Now we can understand how death leads to sin. If a man is spiritually dead, separated from God, and since he must choose a god, he will usually choose a false god. If a man does not know the true God, the true God will not be a living reality to him. And lacking this personal knowledge of the true God as a living reality, man does not have the adequate reason for choosing the true God as his ultimate criterion of decision. God Himself is the only adequate reason for choosing Him. He cannot be chosen for any other reason than Himself. For then He would not be God but rather that reason for which He is chosen would be god. Only a living encounter with the true and living God can produce the situation in which God Himself may be chosen. If God Himself is the only adequate condition for the choice of Himself, then apart from a personal revelation of God Himself, man will usually choose as his god that which seems like god to him from among the creation around him or from the creations of his own hands or mind. Man does not necessarily have to sin but he usually will. Spiritual death is not the necessary cause but the basis or condition for his choice of a false god. (The Greek word translated "because" in the last clause of Romans 5:12 means "on the basis of" or "on the condition of".)

Man is not responsible for becoming spiritually dead because he did not choose this state. He inherited spiritual death from Adam just as he inherited physical death. But he is responsible for the god he chooses. The true God has not left man without a knowledge about Himself (Rom. 1:19-20). This knowledge about God leaves man without excuse for his idolatry. But it does not save him because it is knowledge about the true God and not a personal knowledge of the true God. But even though a man is not responsible for becoming spiritually dead, he is responsible for remaining in the state of spiritual death when deliverance is offered to him in the person of Jesus Christ. If he refuses the gift of eternal life in Christ Jesus, he must reap the harvest and receive the results of his decision, eternal death.

"For the wages of sin is death,
but the gift of God is eternal life in Christ Jesus our Lord" (Rom. 6:23).
If a man refuses the gift of spiritual and eternal life in Christ Jesus and continues to put his trust in a false god, remaining in spiritual death, then after he dies physically, at the last judgment he will receive the result of his decision, eternal death, separation from God for eternity.

What is the effect of this view of death and sin on our understanding of the meaning of salvation? We have seen that spiritual death like physical death is not the result of a man's own personal sins. On the contrary, a man sins as a result of spiritual death. That is why he needs to be saved. Man is dead spiritually and dying physically. He needs life; he needs to be made alive -- he needs to be raised from the dead. And if he receives life, if he is made alive to God, death which leads to sin will be removed and man can be saved from sin. Thus salvation must be understood to be from sin to righteousness because it is from death to life.

PARTS OF THE EXERCISE »
**a)** In the passage on spiritual death and sin, what does the Greek word translated "because" in the last clause of Romans 5:12 mean?
**b)** Please write out the stretch of the passage on spiritual death and sin from "If a man refuses" through "God for eternity.", word for word.
**c)** Resume the passage on spiritual death and sin after its last sentence.

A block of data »
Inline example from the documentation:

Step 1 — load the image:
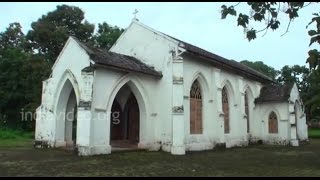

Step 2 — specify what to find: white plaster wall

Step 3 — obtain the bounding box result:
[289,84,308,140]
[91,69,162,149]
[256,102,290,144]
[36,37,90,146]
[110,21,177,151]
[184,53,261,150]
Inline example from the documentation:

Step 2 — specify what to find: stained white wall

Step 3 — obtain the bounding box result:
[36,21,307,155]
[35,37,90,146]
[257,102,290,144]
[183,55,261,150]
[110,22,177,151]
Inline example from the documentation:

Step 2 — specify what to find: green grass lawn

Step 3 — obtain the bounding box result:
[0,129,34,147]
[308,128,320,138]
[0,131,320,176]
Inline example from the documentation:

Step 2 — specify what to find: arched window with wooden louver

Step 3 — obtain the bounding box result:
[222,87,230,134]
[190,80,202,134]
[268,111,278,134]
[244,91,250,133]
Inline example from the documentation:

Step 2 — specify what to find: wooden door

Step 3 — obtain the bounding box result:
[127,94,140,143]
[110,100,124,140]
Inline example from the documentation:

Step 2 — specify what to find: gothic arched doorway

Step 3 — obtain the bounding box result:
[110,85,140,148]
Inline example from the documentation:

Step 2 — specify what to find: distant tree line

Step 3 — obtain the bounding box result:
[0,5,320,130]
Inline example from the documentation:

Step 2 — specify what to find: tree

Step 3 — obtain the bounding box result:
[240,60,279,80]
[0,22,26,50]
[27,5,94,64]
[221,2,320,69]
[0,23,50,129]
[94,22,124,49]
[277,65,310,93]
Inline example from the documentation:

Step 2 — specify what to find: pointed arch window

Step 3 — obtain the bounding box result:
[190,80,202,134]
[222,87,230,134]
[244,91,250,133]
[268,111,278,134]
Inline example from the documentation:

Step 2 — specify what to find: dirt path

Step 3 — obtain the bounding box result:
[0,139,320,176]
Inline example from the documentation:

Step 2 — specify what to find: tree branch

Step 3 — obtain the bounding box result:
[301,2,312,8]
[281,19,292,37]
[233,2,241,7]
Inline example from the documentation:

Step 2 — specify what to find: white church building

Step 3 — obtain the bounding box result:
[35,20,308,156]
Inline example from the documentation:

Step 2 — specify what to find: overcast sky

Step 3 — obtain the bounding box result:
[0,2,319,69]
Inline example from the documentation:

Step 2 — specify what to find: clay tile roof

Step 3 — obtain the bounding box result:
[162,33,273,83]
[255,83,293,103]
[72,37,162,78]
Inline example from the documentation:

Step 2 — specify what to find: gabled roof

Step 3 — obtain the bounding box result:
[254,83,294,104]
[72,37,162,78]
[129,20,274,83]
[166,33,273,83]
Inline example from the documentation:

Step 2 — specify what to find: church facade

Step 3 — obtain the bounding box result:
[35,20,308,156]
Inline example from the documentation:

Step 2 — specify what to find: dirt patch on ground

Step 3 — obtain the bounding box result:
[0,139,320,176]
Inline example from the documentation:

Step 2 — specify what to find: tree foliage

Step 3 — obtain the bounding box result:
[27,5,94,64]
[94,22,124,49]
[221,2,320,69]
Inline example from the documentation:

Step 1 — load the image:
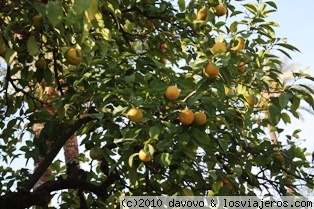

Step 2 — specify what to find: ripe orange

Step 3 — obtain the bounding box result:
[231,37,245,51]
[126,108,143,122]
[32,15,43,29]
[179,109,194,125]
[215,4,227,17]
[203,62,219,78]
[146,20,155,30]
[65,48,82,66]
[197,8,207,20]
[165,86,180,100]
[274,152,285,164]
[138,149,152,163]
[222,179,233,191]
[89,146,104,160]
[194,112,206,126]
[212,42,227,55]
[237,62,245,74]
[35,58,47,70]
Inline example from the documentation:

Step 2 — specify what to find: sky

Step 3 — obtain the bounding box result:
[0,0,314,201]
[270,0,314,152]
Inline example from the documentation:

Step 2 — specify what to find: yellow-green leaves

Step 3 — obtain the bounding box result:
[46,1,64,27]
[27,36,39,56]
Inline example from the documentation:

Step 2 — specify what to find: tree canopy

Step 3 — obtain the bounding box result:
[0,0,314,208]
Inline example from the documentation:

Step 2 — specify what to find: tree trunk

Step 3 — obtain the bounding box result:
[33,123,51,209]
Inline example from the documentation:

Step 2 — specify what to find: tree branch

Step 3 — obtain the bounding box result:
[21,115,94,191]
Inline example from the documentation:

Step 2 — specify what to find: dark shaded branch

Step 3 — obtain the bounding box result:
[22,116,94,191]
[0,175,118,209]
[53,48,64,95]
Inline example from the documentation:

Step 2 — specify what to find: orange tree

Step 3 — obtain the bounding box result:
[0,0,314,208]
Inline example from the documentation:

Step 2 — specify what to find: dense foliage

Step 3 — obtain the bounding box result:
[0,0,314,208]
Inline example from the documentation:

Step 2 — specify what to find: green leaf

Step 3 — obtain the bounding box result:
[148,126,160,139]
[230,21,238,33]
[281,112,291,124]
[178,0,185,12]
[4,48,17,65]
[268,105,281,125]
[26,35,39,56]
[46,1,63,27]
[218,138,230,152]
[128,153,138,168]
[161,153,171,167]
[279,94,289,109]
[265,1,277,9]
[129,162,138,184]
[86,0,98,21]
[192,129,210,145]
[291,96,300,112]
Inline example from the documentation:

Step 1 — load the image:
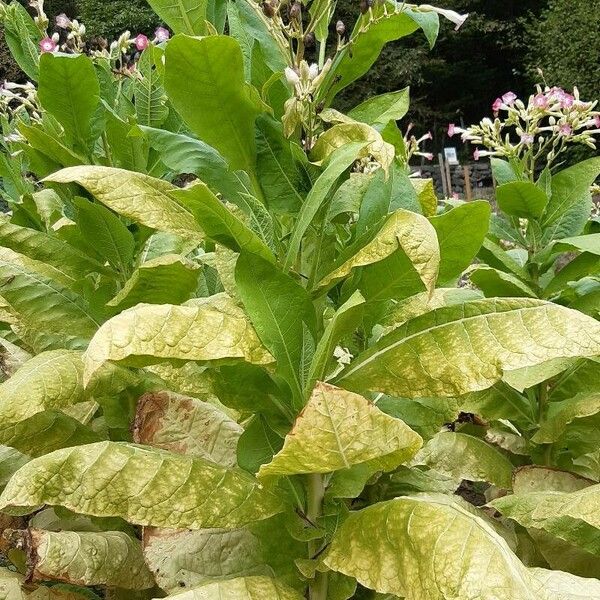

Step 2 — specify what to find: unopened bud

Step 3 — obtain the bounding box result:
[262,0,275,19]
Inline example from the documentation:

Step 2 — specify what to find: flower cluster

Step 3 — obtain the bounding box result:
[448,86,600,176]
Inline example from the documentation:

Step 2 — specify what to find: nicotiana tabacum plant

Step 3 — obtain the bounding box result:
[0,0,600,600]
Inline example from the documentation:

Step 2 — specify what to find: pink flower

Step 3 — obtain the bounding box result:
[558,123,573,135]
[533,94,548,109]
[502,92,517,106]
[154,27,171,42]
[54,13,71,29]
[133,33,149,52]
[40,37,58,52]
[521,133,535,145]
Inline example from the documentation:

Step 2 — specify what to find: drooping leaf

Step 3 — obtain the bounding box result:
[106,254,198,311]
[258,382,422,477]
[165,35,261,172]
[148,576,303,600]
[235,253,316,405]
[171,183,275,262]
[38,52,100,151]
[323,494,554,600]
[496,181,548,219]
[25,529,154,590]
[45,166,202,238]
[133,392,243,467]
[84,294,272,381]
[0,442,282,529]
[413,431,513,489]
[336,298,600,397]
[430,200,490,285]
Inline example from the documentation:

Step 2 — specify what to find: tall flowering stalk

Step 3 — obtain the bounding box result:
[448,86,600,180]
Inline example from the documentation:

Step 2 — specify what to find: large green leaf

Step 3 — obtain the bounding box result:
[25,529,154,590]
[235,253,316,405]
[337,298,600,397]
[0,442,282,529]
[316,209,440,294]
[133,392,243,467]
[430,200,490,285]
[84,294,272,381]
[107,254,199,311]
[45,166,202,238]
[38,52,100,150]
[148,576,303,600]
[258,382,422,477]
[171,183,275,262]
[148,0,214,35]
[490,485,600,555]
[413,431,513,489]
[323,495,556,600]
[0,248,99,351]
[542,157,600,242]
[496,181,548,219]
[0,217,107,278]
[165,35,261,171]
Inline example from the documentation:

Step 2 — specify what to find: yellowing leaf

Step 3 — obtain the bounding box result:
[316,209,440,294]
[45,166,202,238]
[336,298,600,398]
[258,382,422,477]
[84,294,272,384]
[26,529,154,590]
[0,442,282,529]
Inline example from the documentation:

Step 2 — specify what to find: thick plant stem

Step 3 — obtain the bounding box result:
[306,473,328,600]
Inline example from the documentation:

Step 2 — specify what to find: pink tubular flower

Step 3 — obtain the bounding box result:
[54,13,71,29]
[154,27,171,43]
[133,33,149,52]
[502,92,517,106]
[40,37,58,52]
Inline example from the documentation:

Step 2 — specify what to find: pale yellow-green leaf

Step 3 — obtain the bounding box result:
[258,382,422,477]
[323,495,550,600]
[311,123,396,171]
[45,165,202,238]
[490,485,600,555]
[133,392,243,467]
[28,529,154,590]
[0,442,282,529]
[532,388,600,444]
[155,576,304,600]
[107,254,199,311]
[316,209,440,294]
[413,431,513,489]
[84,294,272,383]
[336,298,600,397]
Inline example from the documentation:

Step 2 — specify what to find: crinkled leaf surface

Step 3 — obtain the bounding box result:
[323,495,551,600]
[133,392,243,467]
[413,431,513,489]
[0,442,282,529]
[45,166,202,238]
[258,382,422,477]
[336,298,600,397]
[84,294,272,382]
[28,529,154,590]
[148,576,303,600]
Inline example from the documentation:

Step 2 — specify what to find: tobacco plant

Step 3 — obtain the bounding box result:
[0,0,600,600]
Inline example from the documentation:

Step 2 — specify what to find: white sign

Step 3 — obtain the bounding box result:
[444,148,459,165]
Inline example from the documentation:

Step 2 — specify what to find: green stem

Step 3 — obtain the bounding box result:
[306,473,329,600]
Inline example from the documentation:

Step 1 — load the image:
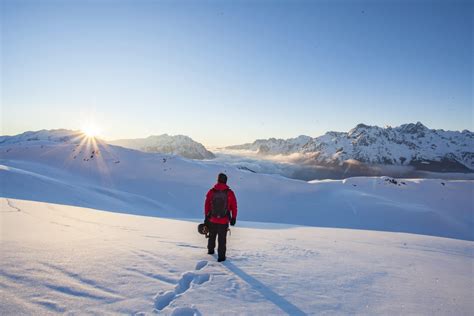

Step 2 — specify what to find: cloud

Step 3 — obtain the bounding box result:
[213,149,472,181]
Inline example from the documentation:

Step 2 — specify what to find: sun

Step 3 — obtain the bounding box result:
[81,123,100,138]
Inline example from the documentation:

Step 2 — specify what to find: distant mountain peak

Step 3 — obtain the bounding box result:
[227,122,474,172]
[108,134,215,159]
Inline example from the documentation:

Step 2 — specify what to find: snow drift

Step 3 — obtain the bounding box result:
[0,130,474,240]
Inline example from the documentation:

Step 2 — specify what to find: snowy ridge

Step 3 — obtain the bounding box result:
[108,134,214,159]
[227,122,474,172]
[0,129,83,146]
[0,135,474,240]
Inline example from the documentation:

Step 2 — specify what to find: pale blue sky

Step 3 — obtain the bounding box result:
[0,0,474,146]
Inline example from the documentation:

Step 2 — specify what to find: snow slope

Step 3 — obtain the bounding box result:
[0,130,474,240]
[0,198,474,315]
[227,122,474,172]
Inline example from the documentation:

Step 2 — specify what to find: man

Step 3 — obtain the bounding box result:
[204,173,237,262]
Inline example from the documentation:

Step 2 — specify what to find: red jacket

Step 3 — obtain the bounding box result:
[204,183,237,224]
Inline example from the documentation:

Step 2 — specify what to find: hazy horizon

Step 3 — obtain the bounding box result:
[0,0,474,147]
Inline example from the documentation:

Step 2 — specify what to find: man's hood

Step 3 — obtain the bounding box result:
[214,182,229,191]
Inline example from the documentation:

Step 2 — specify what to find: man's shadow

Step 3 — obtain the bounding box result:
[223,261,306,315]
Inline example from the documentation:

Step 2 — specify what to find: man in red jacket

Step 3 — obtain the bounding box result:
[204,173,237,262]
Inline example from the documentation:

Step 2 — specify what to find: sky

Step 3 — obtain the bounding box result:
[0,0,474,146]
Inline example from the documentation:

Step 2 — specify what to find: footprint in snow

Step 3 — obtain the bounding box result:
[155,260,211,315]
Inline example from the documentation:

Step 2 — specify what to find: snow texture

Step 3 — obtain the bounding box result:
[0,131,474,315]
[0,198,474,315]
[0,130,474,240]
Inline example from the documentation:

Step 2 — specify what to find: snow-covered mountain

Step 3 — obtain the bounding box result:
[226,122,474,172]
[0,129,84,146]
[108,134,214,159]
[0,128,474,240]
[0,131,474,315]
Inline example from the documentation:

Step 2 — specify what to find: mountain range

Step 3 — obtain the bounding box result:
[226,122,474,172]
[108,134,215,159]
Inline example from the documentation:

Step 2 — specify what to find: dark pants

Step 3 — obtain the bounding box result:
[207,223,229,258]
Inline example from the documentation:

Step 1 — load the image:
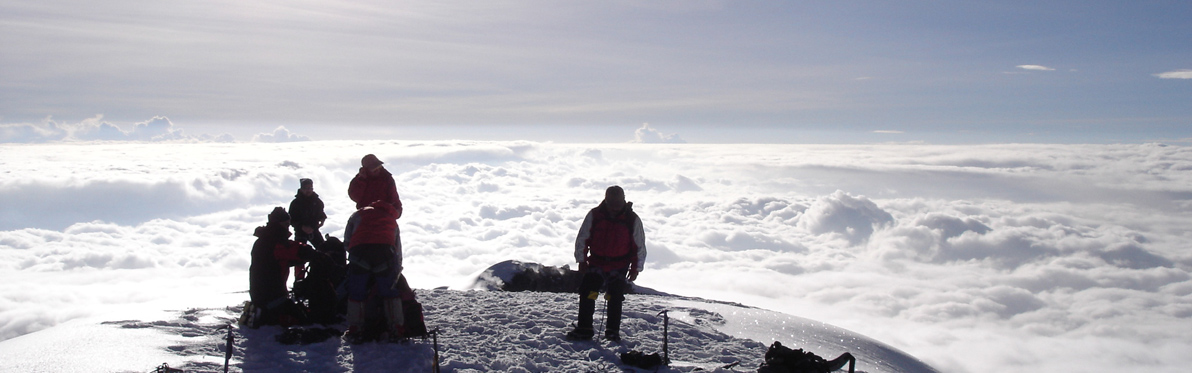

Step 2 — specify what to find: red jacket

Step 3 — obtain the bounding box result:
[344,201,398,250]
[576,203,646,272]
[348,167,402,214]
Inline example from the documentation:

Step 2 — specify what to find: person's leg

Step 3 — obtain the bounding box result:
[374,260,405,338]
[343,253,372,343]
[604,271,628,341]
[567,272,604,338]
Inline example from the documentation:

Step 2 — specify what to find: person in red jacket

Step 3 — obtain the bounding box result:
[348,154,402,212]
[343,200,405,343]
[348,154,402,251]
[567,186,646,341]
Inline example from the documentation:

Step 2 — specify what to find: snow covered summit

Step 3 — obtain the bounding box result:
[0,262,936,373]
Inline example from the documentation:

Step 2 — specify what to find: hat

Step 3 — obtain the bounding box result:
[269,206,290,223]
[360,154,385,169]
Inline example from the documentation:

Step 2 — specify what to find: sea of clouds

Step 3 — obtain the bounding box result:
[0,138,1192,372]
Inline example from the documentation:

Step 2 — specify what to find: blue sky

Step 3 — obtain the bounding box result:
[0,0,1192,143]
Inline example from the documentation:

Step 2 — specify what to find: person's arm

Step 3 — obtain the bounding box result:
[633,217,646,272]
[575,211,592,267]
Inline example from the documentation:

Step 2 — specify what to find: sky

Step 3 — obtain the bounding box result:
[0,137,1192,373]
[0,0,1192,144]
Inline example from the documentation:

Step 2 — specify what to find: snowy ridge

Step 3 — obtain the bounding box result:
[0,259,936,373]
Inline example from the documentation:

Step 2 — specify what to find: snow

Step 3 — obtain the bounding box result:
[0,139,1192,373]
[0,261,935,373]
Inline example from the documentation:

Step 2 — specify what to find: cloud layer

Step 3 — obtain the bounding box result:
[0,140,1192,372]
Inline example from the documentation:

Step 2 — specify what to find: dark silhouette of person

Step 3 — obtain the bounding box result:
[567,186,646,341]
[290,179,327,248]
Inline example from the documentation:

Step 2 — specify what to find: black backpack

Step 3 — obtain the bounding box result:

ANSWERS PER TASK »
**a)** It means "on the basis of" or "on the condition of."

**b)**
If a man refuses the gift of spiritual and eternal life in Christ Jesus and continues to put his trust in a false god, remaining in spiritual death, then after he dies physically, at the last judgment he will receive the result of his decision, eternal death, separation from God for eternity.

**c)**
Now this salvation (from sin to righteousness because it is from death to life) is exactly what God has accomplished through the death and resurrection of Jesus Christ, His Son. Jesus entered into our spiritual death in order that as He was raised from the dead, we might be made alive with and in Him (Eph. 2:5). And by saving us from spiritual death, Christ saves us from sin. It is by taking away the spiritual death which leads to our sin that God takes away our sin. Jesus died for our sins -- literally -- to take them away (John 1:29). What the Old Testament sacrifices could not do (Heb. 10:1-4), the death of Christ has done. The blood of Jesus (His death) cleanses us from our sins (I John 1:7). We are delivered from sin itself, not just from its consequences. We were saved from our trust in false gods when we put our trust in Jesus Christ and the true God who sent him. Did we not "turn from idols to serve the living and true God"? (I Thess. 1:9) When we were spiritually dead we trusted in and served those things that were not God -- money, power, sex, education, popularity, pleasure, etc. But when we turned to the risen Christ, we entered into life, leaving behind those false gods. The risen Jesus Christ is now our Lord and our God (John 20:28).

The death and resurrection of Jesus was the means by which God removed death -- the barrier to knowing the true God personally and knowing His love. Now God reveals Himself to us in the preaching of the gospel, making us spiritually alive to Himself when we receive Jesus Christ who is life (John 14:6; I John 5:12). To be spiritually alive is to know God, and to know God personally is to trust Him. For "God is love" (I John 4:8,16) and love begets trust. The trust in God that God's love invokes in us is righteousness (Rom. 4:5, 9); it relates us rightly to God. Just as trust in a false god is sin, so trust in the true God is righteousness (Rom. 4:3-5). And just as sin flows from death, so righteousness flows from life (Gal. 3:21). Thus by taking away death, God takes away sin. By making us alive to Himself, God sets us right with Himself through faith. Life produces righteousness just as death produced sin.

Salvation is not just forgiveness; it is deliverance from death to life; it is the resurrection of the dead. A man may be forgiven but still be spiritually dead. Forgiveness of sins is not enough; man needs to be made alive to God because he is spiritually dead. And he is dead not because of his own sins but the sin of another, Adam. So the forgiveness of a man's sins does not take away spiritual death because the spiritual death was not caused by that man's sins. Removing his sins does not remove the spiritual death. But removing of spiritual death removes his sins. Salvation as resurrection from the dead means forgiveness of sins. To be alive to God means that sins are forgiven.

We shall now examine in greater detail this Biblical doctrine of salvation and its need. The Biblical doctrine of sin and death will be discussed first in Part I to show the need for salvation. It will be shown that man needs to be saved because he is dead and that he sins because he is dead. The discussion of sin will lead to a examination of the wrath of God and of the law of God.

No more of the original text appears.